**SELECTED TEXT**
== Segment start ==

Die Astronautin is a private German human spaceflight program with the goal of sending the first German woman into space by 2023 via a short-duration flight to the International Space Station.[1] The program was launched by a German private initiative in March 2016, when it sent out a call for German women to apply for a mission to the ISS. The flight will be mainly funded by donors and voluntary financial aid and so far has not received any funding from the German government.[2]

Mission

When the project was first established, the team planned for the first flight of a female German astronaut to occur by 2020, although this goal has been pushed back once to mid-2021, and again to 2023.[3] The mission could take place on a Russian Soyuz spacecraft or one of two Commercial Crew Vehicles, either SpaceX's Crew Dragon or Boeing's CST-100 Starliner spacecraft. In October 2018 the project signed a Memorandum of Understanding with Axiom Space regarding astronaut training and flight opportunities. This could lead to the flight occurring on a SpaceX Crew Dragon flight contracted by Axiom.[4]

Die Astronautin currently has selected 2 astronaut candidates. One will be selected to fly the mission, and the second will serve as her backup.

Astronauts

The program put out a call for astronauts in March 2016 and received over 400 applications from German women aged between 27 and 37, coming from STEM, military and other aviation backgrounds. By April they had narrowed the original 400 down to 120 candidates.[5] One of the applicants who made it to the final group of 30 candidates was Austrian-German airline pilot Johanna Maislinger, a client of the American space tourism company Space Adventures, and a candidate spaceflight participant for the joint Space Adventures-Roscosmos Soyuz MS-20 mission in December 2021. She did not fly on the mission.

== Segment end ==

**INFORMATION PROVIDED**
== Segment start ==

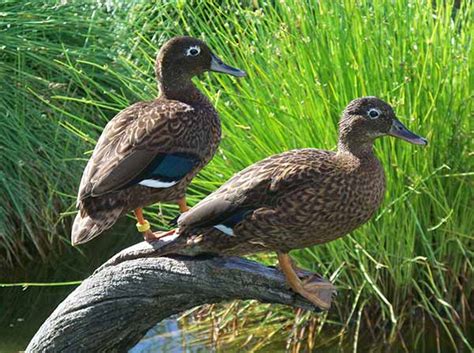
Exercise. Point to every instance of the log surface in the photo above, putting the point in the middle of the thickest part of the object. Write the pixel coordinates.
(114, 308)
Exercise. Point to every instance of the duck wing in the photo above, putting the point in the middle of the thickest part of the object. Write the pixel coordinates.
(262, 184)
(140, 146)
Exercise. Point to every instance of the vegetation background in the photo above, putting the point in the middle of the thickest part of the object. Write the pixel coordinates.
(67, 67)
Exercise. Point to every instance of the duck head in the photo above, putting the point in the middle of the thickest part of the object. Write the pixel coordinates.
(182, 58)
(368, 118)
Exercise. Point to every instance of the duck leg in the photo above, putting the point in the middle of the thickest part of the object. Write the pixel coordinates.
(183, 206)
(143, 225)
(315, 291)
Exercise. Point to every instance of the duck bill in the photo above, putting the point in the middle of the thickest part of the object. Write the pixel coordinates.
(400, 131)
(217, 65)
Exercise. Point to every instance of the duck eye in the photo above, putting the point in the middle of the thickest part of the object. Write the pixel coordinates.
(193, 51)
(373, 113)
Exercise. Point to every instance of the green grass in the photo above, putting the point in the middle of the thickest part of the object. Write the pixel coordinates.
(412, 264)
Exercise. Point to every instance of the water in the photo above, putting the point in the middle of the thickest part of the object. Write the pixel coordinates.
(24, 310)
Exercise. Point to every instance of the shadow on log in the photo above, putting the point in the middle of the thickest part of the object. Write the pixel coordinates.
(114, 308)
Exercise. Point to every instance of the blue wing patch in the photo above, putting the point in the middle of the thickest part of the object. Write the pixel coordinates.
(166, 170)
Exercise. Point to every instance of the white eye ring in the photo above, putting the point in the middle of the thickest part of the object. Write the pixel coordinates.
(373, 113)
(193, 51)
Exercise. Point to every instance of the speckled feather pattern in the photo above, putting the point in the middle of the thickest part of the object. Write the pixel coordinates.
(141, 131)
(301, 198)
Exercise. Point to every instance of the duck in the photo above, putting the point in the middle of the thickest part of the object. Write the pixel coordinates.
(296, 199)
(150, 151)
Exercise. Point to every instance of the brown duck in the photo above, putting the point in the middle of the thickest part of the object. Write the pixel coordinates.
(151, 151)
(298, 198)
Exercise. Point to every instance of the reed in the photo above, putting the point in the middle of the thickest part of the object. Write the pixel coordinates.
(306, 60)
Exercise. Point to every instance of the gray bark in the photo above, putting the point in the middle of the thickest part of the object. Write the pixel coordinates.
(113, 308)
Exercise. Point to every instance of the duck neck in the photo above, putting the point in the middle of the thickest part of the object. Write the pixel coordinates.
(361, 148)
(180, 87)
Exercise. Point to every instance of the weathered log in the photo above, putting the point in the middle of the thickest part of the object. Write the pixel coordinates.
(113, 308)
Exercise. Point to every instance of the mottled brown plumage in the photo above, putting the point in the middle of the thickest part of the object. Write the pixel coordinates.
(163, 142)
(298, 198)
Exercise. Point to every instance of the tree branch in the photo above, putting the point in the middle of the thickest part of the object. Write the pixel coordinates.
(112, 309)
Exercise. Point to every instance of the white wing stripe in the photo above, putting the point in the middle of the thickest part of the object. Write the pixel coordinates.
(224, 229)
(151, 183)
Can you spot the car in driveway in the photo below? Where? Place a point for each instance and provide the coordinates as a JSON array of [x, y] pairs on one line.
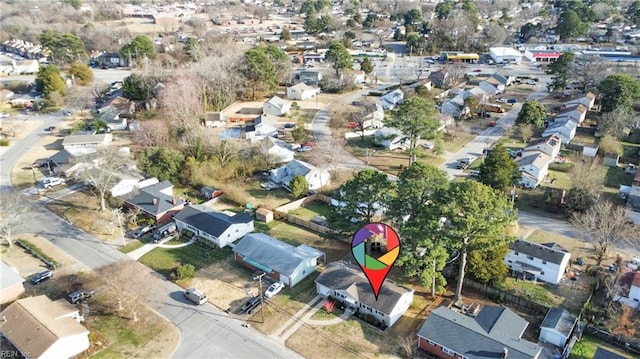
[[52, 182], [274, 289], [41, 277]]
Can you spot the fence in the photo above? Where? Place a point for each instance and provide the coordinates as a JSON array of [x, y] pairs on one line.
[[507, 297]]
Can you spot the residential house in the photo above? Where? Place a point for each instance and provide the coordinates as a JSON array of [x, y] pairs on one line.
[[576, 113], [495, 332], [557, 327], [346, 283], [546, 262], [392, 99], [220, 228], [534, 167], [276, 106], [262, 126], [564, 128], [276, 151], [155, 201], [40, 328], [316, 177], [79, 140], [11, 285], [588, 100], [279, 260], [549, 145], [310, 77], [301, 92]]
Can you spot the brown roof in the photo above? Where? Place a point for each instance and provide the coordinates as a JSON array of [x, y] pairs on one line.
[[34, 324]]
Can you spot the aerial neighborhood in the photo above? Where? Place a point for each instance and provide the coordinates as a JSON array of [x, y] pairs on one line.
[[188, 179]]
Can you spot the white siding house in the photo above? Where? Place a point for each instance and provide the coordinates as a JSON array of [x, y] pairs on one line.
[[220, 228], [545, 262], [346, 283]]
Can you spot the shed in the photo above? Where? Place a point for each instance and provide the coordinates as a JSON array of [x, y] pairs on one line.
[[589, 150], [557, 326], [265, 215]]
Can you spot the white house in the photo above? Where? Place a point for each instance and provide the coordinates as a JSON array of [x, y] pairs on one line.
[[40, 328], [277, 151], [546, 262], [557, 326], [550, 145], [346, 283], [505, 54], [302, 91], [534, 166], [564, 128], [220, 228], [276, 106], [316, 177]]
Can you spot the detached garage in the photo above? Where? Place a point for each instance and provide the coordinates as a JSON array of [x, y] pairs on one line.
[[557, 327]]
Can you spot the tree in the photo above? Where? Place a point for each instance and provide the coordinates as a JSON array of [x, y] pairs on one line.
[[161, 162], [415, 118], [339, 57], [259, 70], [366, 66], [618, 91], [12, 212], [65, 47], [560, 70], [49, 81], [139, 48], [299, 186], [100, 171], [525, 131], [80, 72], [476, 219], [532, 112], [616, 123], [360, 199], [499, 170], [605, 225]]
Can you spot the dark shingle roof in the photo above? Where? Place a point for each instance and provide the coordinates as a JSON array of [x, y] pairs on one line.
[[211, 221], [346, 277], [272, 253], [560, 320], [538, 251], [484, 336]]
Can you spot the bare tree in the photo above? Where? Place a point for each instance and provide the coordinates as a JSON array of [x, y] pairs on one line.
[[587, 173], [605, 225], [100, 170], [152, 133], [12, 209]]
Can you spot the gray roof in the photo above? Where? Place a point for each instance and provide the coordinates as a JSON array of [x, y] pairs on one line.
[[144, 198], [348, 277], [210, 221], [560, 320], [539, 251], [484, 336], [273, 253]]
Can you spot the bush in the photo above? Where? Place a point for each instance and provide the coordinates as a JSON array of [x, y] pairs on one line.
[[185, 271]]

== Segment end ==

**WORK INSTRUCTIONS**
• A. For the text on Die Astronautin, state whether each statement agrees with it, answering yes or no and quoting the deciding words: (i) The program has received funding from the German government. (ii) In October 2018 the project signed a Memorandum of Understanding with Axiom Space. (iii) The call for astronauts drew more than 400 applications.
• B. According to the text on Die Astronautin, how many candidates remained after the applicants were narrowed down by April?
The records play no part in this work.

**RESULTS IN ORDER**
• A.
(i) No: "so far has not received any funding from the German government"
(ii) Yes: "In October 2018 the project signed a Memorandum of Understanding with Axiom Space regarding astronaut training and flight opportunities."
(iii) Yes: "received over 400 applications from German women aged between 27 and 37"

• B. 120 candidates remained by April.